(ASSIGNMENT 1) Print the section of the passage on John Hinckley below from "John Hinckley, the" down to "from his house.".
(ASSIGNMENT 2) According to the passage on John Hinckley below, where has Hinckley been living since 2016?
(ASSIGNMENT 3) In the passage on John Hinckley below, condense the paragraph beginning "On March 30, 1981" into a short bulleted list that keeps its main facts.

John Hinckley, the would-be assassin who shot President Ronald Reagan two months after his inauguration in 1981, was deemed by a federal judge on Wednesday to no longer be a “danger to himself or others.” As a result, he will be free of all remaining restrictions by June 15.
“He’s been scrutinized, he’s passed every test,” said U.S. District Court Judge Paul L. Friedman at a hearing that Hinckley did not attend. At the hearing, Friedman confirmed his ruling last September that the 67-year-old could be unconditionally released by June if he maintained his good behavior in Williamsburg, Virginia, where he has been living since 2016. Restrictions included allowing law enforcement access to his electronic devices and email, a prohibition from being in the same vicinity of anyone protected by the Secret Service, and a three-day notice before traveling more than 75 miles from his house.
On March 30, 1981, Hinckley indirectly shot Reagan with a revolver outside the Hilton Hotel in Washington, D.C., when a bullet ricocheted off the presidential limo and punctured Reagan’s lung. A police officer, a Secret Service agent, and press secretary James Brady were also wounded. (Brady, who was partially paralyzed in the attack, later became an advocate for gun control; the 1994 law mandating federal background checks on firearm purchases was named after him.) In 1983, Hinckley was found not guilty of attempting to assassinate the president by reason of insanity and was confined to a psychiatric hospital for the next 32 years. At the time of the shooting, Hinckley, the son of a Denver oil executive, believed that killing the president would impress teenage actress Jodie Foster.

(STUDY MATERIAL)
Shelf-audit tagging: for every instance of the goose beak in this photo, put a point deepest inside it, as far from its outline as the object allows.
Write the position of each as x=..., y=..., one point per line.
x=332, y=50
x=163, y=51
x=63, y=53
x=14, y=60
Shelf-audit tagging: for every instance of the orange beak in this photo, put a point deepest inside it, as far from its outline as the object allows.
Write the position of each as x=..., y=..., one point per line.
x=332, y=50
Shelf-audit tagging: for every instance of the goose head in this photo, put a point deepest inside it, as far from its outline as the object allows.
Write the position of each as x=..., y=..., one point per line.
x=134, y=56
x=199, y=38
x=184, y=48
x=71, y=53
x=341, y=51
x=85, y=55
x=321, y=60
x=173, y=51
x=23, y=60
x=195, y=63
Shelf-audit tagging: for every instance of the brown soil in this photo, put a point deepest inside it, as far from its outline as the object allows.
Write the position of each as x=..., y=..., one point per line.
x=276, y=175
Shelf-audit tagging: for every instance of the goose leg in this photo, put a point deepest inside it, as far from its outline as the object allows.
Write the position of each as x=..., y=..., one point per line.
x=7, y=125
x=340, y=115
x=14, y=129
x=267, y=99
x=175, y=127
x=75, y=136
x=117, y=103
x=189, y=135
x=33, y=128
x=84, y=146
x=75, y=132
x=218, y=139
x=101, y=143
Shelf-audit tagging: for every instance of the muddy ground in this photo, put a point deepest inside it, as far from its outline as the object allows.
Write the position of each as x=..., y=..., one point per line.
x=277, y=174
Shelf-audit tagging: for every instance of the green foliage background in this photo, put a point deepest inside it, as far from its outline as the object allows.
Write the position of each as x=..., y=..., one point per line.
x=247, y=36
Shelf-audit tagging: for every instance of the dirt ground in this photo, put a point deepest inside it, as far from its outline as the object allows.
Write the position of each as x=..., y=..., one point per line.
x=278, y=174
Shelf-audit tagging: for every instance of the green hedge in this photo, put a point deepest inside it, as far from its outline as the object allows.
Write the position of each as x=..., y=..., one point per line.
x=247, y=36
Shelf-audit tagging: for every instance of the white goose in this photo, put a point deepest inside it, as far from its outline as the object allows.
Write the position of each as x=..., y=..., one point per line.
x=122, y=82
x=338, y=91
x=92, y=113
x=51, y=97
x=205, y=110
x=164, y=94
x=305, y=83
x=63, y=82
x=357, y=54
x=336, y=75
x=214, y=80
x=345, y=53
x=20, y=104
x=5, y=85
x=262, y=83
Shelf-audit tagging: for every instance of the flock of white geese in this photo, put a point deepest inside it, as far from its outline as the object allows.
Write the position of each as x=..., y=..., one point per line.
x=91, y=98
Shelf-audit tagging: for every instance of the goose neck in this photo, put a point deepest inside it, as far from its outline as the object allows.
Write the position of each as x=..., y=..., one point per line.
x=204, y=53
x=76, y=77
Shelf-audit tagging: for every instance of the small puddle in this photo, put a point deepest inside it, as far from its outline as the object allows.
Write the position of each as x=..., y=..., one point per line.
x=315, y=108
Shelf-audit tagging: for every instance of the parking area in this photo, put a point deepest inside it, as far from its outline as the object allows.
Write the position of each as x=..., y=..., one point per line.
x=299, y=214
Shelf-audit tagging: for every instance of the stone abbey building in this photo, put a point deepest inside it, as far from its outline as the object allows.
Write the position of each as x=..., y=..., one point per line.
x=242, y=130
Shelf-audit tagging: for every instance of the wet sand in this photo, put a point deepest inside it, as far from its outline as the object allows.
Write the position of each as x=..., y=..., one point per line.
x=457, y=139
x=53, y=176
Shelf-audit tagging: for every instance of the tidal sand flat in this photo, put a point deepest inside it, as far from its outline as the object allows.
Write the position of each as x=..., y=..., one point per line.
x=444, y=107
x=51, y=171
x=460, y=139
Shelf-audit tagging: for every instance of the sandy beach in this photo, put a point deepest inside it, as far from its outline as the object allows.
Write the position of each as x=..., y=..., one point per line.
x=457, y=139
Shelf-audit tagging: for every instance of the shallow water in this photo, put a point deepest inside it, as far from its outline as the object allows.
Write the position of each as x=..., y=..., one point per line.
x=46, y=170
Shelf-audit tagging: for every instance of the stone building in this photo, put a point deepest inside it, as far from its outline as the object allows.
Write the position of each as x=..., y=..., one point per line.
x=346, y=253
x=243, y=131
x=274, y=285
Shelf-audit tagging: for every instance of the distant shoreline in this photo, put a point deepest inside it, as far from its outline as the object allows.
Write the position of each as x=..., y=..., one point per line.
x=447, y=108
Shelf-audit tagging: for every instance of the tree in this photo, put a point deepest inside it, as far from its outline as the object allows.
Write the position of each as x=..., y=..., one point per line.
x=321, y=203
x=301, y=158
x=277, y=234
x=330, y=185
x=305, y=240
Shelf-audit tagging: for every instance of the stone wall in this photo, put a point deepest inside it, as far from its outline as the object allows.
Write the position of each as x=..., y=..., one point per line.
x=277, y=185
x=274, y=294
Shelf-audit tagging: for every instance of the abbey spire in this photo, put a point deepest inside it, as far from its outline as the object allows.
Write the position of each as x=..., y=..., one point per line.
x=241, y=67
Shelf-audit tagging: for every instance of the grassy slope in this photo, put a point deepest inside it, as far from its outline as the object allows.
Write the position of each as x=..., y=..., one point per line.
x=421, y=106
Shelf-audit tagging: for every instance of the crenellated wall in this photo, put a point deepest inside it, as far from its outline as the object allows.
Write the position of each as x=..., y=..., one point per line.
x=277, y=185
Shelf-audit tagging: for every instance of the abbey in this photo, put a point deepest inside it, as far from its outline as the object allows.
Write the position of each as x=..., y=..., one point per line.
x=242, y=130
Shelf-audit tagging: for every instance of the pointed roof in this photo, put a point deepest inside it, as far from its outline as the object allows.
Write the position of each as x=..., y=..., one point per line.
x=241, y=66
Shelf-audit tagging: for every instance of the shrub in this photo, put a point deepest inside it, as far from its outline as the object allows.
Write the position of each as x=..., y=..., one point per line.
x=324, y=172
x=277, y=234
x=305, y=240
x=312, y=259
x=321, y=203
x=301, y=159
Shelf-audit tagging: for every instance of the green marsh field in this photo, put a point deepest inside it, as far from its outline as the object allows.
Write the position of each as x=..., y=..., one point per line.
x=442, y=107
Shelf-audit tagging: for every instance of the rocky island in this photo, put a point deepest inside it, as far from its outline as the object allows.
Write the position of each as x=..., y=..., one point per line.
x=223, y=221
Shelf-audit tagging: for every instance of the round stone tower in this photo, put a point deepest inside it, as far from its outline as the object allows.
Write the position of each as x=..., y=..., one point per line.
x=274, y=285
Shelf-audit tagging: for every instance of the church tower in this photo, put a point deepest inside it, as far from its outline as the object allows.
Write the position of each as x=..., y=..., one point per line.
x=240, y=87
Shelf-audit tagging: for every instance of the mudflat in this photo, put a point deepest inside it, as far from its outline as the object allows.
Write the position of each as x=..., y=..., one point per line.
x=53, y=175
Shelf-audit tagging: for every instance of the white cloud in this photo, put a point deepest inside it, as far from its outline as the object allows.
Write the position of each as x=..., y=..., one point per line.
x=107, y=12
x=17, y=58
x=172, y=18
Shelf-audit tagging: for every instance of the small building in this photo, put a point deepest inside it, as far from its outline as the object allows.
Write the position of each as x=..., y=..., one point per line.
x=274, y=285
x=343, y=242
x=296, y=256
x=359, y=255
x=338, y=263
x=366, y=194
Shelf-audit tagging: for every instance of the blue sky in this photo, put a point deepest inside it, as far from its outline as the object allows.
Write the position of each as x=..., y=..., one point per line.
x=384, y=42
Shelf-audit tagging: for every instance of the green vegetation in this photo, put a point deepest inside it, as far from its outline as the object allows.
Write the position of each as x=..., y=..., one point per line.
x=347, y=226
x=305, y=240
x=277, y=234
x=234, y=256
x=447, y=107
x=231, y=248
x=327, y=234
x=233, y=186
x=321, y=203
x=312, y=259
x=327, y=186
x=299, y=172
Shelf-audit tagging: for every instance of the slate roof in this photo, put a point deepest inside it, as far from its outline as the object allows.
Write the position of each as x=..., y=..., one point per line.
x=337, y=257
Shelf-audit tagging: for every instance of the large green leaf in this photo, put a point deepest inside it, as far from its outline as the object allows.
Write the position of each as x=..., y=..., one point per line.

(WRITTEN SOLUTION 1)
John Hinckley, the would-be assassin who shot President Ronald Reagan two months after his inauguration in 1981, was deemed by a federal judge on Wednesday to no longer be a “danger to himself or others.” As a result, he will be free of all remaining restrictions by June 15.
“He’s been scrutinized, he’s passed every test,” said U.S. District Court Judge Paul L. Friedman at a hearing that Hinckley did not attend. At the hearing, Friedman confirmed his ruling last September that the 67-year-old could be unconditionally released by June if he maintained his good behavior in Williamsburg, Virginia, where he has been living since 2016. Restrictions included allowing law enforcement access to his electronic devices and email, a prohibition from being in the same vicinity of anyone protected by the Secret Service, and a three-day notice before traveling more than 75 miles from his house.

(WRITTEN SOLUTION 2) Williamsburg, Virginia.

(WRITTEN SOLUTION 3)
- On March 30, 1981, Hinckley indirectly shot Reagan with a revolver outside the Hilton Hotel in Washington, D.C. A bullet ricocheted off the presidential limo and punctured Reagan's lung.
- A police officer, a Secret Service agent, and press secretary James Brady were also wounded.
- Brady was partially paralyzed and later became a gun-control advocate. The 1994 law mandating federal background checks on firearm purchases was named after him.
- In 1983, Hinckley was found not guilty by reason of insanity and was confined to a psychiatric hospital for the next 32 years.
- Hinckley, the son of a Denver oil executive, believed killing the president would impress teenage actress Jodie Foster.